- [EXERCISE INSTRUCTIONS]: The records that follow are to be given again exactly. Do not carry over any image.

'''

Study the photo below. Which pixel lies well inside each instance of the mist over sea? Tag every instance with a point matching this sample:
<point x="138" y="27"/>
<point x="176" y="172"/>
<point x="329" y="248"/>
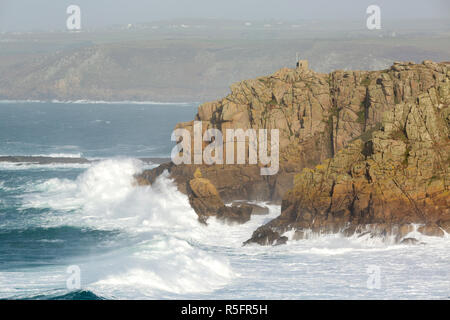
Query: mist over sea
<point x="145" y="242"/>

'''

- [ANSWER AREA]:
Study the photo below. Which pixel lies well inside each instance of the mist over sea? Tag every instance with a point matching this sample:
<point x="138" y="27"/>
<point x="176" y="172"/>
<point x="329" y="248"/>
Query: mist over sea
<point x="145" y="242"/>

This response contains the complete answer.